Extracted text:
★ ★ ★ ★ ★ ★ ★

Management's Discussion and Analysis of Financial Condition and Results of Operations

Overview
The Company's strategy is to apply its expertise in energy and transportation infrastructure industries to increase market share, increase profitability and enhance shareholder value through:

Organic growth as well as a continued disciplined approach to the acquisition of well-managed companies and properties
The elimination of system-wide cost redundancies through increased focus on integration of operations and standardization and consolidation of various support services and functions across companies within the organization
The development of projects that are accretive to earnings per share and return on invested capital

The Company has capabilities to fund its growth and operations through various sources, including internally generated funds, commercial paper facilities, revolving credit facilities and the issuance from time to time of debt and equity securities. For more information on the Company's net capital expenditures, see Liquidity and Capital Commitments.

The key strategies for each of the Company's business segments and certain related business challenges are summarized below. For a summary of the Company's business segments, see Item 8 - Note 15.

Key Strategies and Challenges
Electric and Natural Gas Distribution
Strategy Provide safe and reliable competitively priced energy and related services to customers. The electric and natural gas distribution segments continually seek opportunities to retain, grow and expand their customer base through extensions of existing operations, including building and upgrading electric generation and transmission and natural gas systems, and through selected acquisitions of companies and properties at prices that will provide stable cash flows and an opportunity for the Company to earn a competitive return on investment.

Challenges Both segments are subject to extensive regulation in the state jurisdictions where they conduct operations with respect to costs and permitted returns on investment as well as subject to certain operational, system integrity and environmental regulations. These regulations can require substantial investment to upgrade facilities. The ability of these segments to grow through acquisitions is subject to significant competition. In addition, the ability of both segments to grow service territory and customer base is affected by the economic environment of the markets served and competition from other energy providers and fuels. The construction of any new electric generating facilities, transmission lines and other service facilities are subject to increasing cost and lead time, extensive permitting procedures, and federal and state legislative and regulatory initiatives, which will necessitate increases in electric energy prices. Legislative and regulatory initiatives to increase renewable energy resources and reduce GHG emissions could impact the price and demand for electricity and natural gas.

★ ★ ★ ★ ★ ★ ★

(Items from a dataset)

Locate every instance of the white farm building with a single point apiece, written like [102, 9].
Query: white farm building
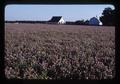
[57, 20]
[94, 21]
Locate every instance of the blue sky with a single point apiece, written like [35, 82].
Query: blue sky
[45, 12]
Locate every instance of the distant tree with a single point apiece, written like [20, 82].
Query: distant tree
[108, 17]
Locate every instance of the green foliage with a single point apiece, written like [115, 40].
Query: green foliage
[108, 17]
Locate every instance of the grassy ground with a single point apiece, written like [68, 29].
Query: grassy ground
[42, 51]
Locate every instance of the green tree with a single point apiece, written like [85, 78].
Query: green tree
[108, 17]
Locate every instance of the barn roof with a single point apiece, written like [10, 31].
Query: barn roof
[55, 19]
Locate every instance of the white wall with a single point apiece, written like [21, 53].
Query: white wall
[61, 21]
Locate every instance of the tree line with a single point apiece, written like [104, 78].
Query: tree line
[107, 19]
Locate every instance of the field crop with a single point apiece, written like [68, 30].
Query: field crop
[43, 51]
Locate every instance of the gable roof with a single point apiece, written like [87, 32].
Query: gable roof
[55, 19]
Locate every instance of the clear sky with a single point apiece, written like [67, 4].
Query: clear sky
[45, 12]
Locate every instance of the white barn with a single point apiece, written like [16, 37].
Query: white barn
[94, 21]
[57, 20]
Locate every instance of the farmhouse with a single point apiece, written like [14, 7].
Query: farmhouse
[57, 20]
[94, 21]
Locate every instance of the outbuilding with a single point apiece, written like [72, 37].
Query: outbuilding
[57, 20]
[94, 21]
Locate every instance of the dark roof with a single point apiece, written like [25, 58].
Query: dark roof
[55, 19]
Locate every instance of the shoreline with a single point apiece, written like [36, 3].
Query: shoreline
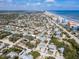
[65, 17]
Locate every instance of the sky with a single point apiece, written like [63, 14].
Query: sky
[39, 4]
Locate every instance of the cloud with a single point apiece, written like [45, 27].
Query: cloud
[50, 0]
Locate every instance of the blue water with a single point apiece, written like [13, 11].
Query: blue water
[70, 14]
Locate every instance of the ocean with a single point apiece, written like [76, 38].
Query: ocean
[69, 14]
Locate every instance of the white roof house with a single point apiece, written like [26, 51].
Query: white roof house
[12, 54]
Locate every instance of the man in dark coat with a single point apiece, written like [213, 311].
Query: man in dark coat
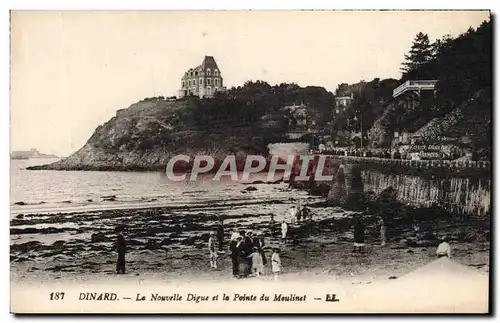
[220, 234]
[121, 247]
[235, 253]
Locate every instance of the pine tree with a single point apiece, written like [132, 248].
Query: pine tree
[420, 54]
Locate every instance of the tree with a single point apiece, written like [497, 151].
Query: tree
[421, 53]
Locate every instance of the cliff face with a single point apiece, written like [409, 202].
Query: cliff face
[149, 133]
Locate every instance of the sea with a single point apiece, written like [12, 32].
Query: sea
[48, 191]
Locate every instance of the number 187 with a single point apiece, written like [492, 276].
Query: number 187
[56, 296]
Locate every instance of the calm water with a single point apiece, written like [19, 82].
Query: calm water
[69, 191]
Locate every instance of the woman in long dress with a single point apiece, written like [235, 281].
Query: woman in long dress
[284, 231]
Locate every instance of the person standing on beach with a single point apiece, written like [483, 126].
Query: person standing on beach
[276, 263]
[284, 231]
[213, 250]
[220, 234]
[257, 266]
[383, 232]
[306, 213]
[262, 243]
[359, 236]
[233, 247]
[292, 213]
[444, 249]
[248, 250]
[243, 268]
[121, 247]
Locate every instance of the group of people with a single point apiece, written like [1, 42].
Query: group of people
[247, 248]
[248, 256]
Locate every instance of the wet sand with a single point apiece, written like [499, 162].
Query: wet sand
[171, 244]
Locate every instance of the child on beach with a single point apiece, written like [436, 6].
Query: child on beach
[257, 266]
[444, 249]
[284, 231]
[120, 249]
[276, 263]
[213, 251]
[383, 231]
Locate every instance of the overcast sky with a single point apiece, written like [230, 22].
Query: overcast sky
[71, 71]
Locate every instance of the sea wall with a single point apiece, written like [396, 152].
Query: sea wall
[462, 195]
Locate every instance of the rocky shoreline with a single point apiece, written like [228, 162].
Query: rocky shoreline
[174, 241]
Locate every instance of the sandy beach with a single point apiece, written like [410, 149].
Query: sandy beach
[168, 243]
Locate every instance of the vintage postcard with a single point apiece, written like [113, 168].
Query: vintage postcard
[250, 161]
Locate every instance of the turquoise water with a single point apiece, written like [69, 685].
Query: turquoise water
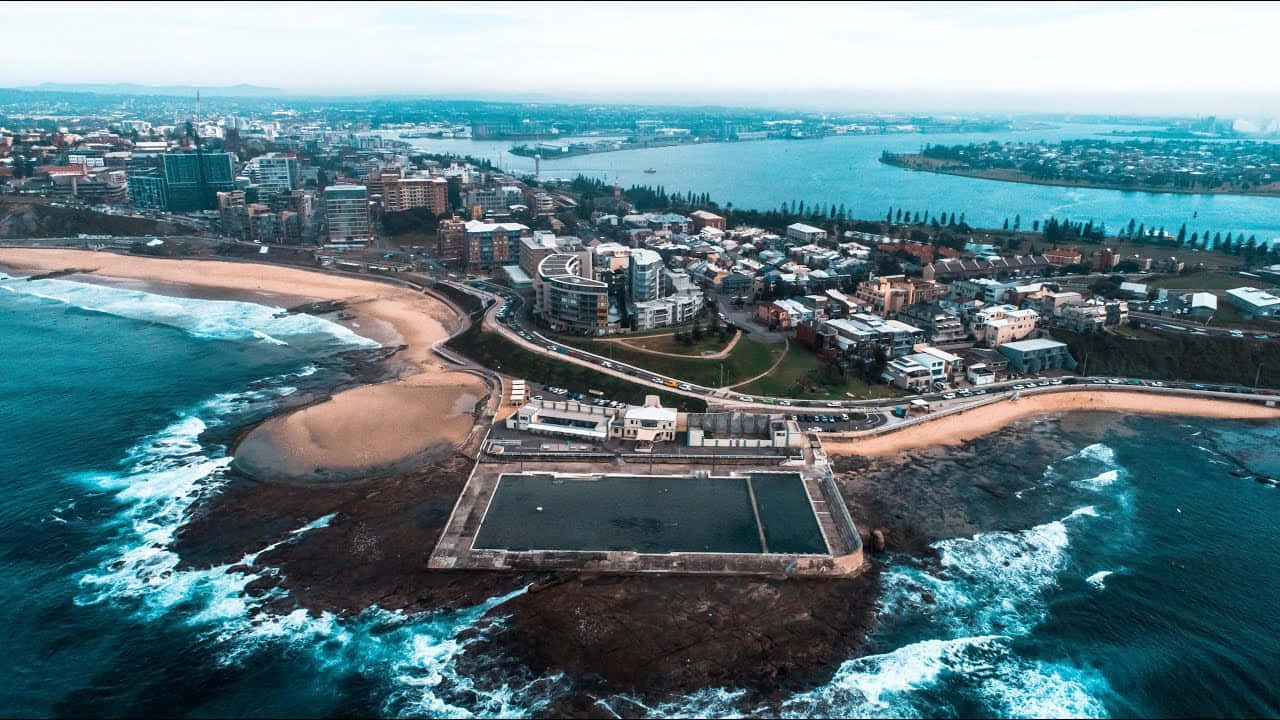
[846, 171]
[1151, 591]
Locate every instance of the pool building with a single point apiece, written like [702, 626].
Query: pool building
[749, 523]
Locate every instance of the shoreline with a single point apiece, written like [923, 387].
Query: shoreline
[974, 174]
[355, 432]
[970, 424]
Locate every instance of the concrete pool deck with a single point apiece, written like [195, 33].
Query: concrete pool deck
[457, 546]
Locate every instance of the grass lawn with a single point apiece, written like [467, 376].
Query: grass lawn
[800, 376]
[1202, 281]
[709, 342]
[748, 359]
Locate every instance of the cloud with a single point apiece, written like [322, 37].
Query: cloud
[1176, 55]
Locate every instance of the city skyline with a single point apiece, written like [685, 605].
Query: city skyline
[1088, 58]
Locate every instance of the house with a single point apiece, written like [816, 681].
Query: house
[743, 429]
[650, 423]
[805, 235]
[1063, 256]
[887, 295]
[1198, 305]
[908, 374]
[1037, 355]
[1004, 323]
[1255, 302]
[1016, 265]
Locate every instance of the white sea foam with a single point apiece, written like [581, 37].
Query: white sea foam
[1098, 579]
[219, 319]
[982, 668]
[164, 477]
[1097, 451]
[1100, 481]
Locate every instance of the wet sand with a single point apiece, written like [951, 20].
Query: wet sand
[955, 429]
[426, 409]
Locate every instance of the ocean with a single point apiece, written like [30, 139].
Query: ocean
[846, 171]
[1150, 591]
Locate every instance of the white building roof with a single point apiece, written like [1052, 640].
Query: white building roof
[1255, 297]
[804, 228]
[658, 414]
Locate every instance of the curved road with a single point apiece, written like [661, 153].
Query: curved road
[878, 411]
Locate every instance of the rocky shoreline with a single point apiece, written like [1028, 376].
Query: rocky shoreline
[645, 637]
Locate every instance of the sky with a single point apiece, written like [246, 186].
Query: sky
[1146, 58]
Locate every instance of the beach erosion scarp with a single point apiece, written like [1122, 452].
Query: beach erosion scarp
[428, 410]
[965, 425]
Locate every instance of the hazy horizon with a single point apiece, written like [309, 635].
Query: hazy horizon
[1148, 58]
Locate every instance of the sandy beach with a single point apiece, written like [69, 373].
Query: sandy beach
[958, 428]
[429, 406]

★ ★ ★ ★ ★ ★ ★

Exercises:
a) Translate this sentence from the MD&A overview into Spanish: "These regulations can require substantial investment to upgrade facilities."
b) Reproduce the passage of the MD&A overview starting at "The key strategies" and ending at "8 - Note 15.".

Task answers:
a) Estas regulaciones pueden requerir una inversión sustancial para modernizar las instalaciones.

b)
The key strategies for each of the Company's business segments and certain related business challenges are summarized below. For a summary of the Company's business segments, see Item 8 - Note 15.